EXERCISE REQUIREMENTS:
A word-for-word transcription of all the data is required.

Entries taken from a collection
★ ★ ★ ★

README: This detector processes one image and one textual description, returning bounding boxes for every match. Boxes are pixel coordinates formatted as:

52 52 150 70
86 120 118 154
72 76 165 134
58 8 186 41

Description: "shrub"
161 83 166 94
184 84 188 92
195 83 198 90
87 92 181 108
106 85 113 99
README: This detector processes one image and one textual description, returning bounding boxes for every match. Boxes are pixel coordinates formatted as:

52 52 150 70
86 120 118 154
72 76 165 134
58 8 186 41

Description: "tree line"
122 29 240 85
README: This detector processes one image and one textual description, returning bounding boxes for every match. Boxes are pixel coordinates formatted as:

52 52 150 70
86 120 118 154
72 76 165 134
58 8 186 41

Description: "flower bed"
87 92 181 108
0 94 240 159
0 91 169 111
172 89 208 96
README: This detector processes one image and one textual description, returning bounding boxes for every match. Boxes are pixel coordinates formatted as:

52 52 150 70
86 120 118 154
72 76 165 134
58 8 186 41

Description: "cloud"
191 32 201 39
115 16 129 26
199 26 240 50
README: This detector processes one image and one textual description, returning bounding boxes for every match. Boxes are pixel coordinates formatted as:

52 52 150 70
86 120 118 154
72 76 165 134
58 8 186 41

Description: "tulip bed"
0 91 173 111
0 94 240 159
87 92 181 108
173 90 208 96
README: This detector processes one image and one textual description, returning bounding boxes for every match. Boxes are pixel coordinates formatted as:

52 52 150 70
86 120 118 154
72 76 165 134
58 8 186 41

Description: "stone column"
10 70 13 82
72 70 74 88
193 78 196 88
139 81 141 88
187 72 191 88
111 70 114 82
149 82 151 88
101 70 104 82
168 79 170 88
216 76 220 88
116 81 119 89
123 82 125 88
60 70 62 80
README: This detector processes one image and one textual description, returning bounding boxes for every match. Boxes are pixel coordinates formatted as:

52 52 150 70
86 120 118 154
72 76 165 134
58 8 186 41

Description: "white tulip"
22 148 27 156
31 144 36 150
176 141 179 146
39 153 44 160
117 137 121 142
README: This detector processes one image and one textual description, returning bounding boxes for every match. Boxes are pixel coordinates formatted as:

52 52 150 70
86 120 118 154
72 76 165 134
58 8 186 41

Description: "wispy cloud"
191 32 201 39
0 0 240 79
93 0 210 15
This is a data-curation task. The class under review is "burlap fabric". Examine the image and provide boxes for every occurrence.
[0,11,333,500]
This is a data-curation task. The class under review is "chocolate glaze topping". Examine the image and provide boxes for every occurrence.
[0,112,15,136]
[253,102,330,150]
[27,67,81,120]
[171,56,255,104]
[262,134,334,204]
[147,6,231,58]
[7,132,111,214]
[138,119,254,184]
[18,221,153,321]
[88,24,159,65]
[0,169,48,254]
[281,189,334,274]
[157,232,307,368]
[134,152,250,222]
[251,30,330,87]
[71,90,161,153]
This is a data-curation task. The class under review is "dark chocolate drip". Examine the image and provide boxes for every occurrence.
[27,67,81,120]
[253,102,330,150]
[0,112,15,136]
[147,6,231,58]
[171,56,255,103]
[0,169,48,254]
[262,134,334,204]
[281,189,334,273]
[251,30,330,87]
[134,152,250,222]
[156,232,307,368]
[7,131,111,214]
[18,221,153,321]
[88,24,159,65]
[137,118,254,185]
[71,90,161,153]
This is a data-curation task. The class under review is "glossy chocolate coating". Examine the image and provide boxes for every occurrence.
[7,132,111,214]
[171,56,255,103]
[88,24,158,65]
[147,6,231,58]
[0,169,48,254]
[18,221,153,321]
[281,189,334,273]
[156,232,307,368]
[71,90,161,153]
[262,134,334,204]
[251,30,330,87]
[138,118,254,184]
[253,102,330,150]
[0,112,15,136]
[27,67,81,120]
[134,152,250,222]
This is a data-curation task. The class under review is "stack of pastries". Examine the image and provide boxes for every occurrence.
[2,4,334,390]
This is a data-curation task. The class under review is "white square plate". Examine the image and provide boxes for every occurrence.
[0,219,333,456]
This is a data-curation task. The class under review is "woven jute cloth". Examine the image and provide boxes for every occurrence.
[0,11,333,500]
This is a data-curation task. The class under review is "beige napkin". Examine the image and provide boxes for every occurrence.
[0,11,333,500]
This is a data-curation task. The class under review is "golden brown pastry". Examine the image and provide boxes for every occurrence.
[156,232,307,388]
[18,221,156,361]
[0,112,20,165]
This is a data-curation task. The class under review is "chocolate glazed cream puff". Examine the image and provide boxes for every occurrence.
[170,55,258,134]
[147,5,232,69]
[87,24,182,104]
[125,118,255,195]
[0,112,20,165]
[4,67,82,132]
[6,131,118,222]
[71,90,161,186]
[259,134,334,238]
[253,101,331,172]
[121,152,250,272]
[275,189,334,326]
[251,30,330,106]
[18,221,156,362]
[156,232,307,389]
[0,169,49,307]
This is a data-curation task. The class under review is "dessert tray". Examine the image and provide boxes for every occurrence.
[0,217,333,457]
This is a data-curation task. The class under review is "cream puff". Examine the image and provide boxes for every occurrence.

★ ★ ★ ★

RESPONSE TO THE EXERCISE:
README: This detector processes one image and one textual description, returning bounding boxes for every match. Boxes are pixel coordinates formatted as:

52 52 150 70
86 120 118 154
72 76 165 134
58 8 186 41

Description: "shrub"
161 83 166 94
184 84 188 92
195 83 198 90
87 92 181 108
106 85 113 99
README: This detector processes one image and one textual description, returning bounding boxes for every match. Boxes are pixel coordinates formatted as:

52 52 150 70
86 120 118 154
72 76 165 134
58 8 186 41

Description: "tree line"
122 29 240 85
README: This detector processes one image and one textual description, returning bounding boxes for every match. Boxes are pixel coordinates formatted as:

52 52 150 70
86 120 118 154
72 76 165 134
58 8 186 41

Description: "flower bed"
87 92 181 108
0 94 240 159
0 91 169 111
172 89 208 96
README: This detector processes one image and one textual description, returning bounding boxes for every match. Boxes are pixel coordinates formatted as:

52 52 150 70
86 120 118 154
72 76 165 134
58 8 186 41

Description: "cloud"
191 32 201 39
115 16 129 26
199 26 240 50
README: This detector processes one image and one textual description, returning bounding boxes for every match. Boxes are pixel coordinates formatted as:

52 52 150 70
86 120 118 154
72 76 165 134
58 8 186 41

Description: "tulip bed"
0 91 173 111
0 94 240 159
87 92 181 108
173 90 208 96
README: This detector processes one image and one textual description, returning bounding boxes for every match. Boxes are pixel coordinates formatted as:

52 52 150 70
86 120 118 154
72 76 165 134
58 8 186 41

Description: "stone column"
10 70 13 82
72 70 74 88
193 78 196 88
139 81 141 88
187 72 191 88
111 70 114 82
149 82 151 88
101 70 104 82
168 79 170 88
216 76 220 88
116 81 119 89
123 82 125 88
60 70 62 80
README: This detector processes one image and one textual description, returning bounding boxes for every match. Boxes are pixel coordinates formatted as:

52 52 150 70
86 120 118 154
72 76 165 134
58 8 186 41

Description: "white tulip"
22 148 27 156
31 144 36 150
176 141 179 146
39 153 44 160
117 137 121 142
README: This detector processes one image and one textual description, returning bounding boxes for every match. Boxes are pixel coordinates formatted as:

52 52 150 70
86 120 118 154
72 76 165 134
58 8 186 41

Description: "wispy cloud"
191 32 201 39
0 0 240 79
93 0 210 15
This is a data-curation task. The class under review is "burlap fabric". Examine the image and provide boxes for every occurrence.
[0,11,333,500]
This is a data-curation task. The class under review is "chocolate glaze topping". Examine the image and provide boxes for every occurrence.
[0,112,15,136]
[253,102,330,150]
[27,67,81,120]
[171,56,255,104]
[262,134,334,204]
[147,6,231,58]
[7,132,111,214]
[138,119,254,184]
[18,221,153,321]
[88,24,159,65]
[0,169,48,254]
[281,189,334,274]
[157,232,307,368]
[134,152,250,222]
[251,30,330,87]
[71,90,161,153]
This is a data-curation task. The class under review is "dark chocolate drip". Examine the image and provide boxes for every occurrence.
[27,67,81,120]
[253,102,330,150]
[0,112,15,136]
[147,6,231,58]
[171,56,255,103]
[0,169,48,254]
[262,134,334,204]
[281,189,334,273]
[251,30,330,87]
[134,152,250,222]
[156,232,307,368]
[7,131,111,214]
[18,221,153,321]
[88,24,159,65]
[137,118,254,185]
[71,90,161,153]
This is a data-curation task. The class under review is "glossy chocolate coating". Examine the image and provide boxes for every occurrence.
[7,132,111,214]
[171,56,255,103]
[88,24,158,65]
[147,6,231,58]
[0,169,48,254]
[18,221,153,321]
[281,189,334,273]
[156,232,307,368]
[71,90,161,153]
[262,134,334,204]
[251,30,330,87]
[138,118,254,184]
[253,102,330,150]
[0,112,15,136]
[27,67,81,120]
[134,152,250,222]
This is a data-curation task. The class under review is "stack of pastries". Examine the image and provide boxes for every occurrence.
[2,4,334,390]
This is a data-curation task. The class under review is "white square plate". Examine the image and provide boxes for every occurrence.
[0,219,333,456]
This is a data-curation task. The class under review is "woven jute cloth". Examine the image and provide boxes for every occurrence.
[0,11,333,500]
This is a data-curation task. The class under review is "beige napkin". Examine the image and provide boxes for every occurrence.
[0,11,333,500]
This is a data-curation task. The class under review is "golden brown pastry". Examine the image and provide boxes for every occurrence.
[156,232,307,388]
[18,221,156,361]
[0,112,20,165]
This is a data-curation task. The class under review is "chocolate glazed cream puff". Examine the image and provide boxes for every occurrence.
[170,55,258,134]
[147,5,232,69]
[87,24,182,104]
[125,118,255,195]
[0,112,20,165]
[4,67,82,132]
[6,131,118,222]
[71,90,161,186]
[259,134,334,238]
[253,101,331,172]
[121,152,250,272]
[275,189,334,326]
[251,30,330,106]
[18,221,156,362]
[156,232,307,389]
[0,169,49,307]
This is a data-curation task. The class under review is "dessert tray". Examine the image and provide boxes for every occurrence.
[0,217,333,457]
This is a data-curation task. The class under review is "cream puff". Examine the image and provide boxes for every occurrence.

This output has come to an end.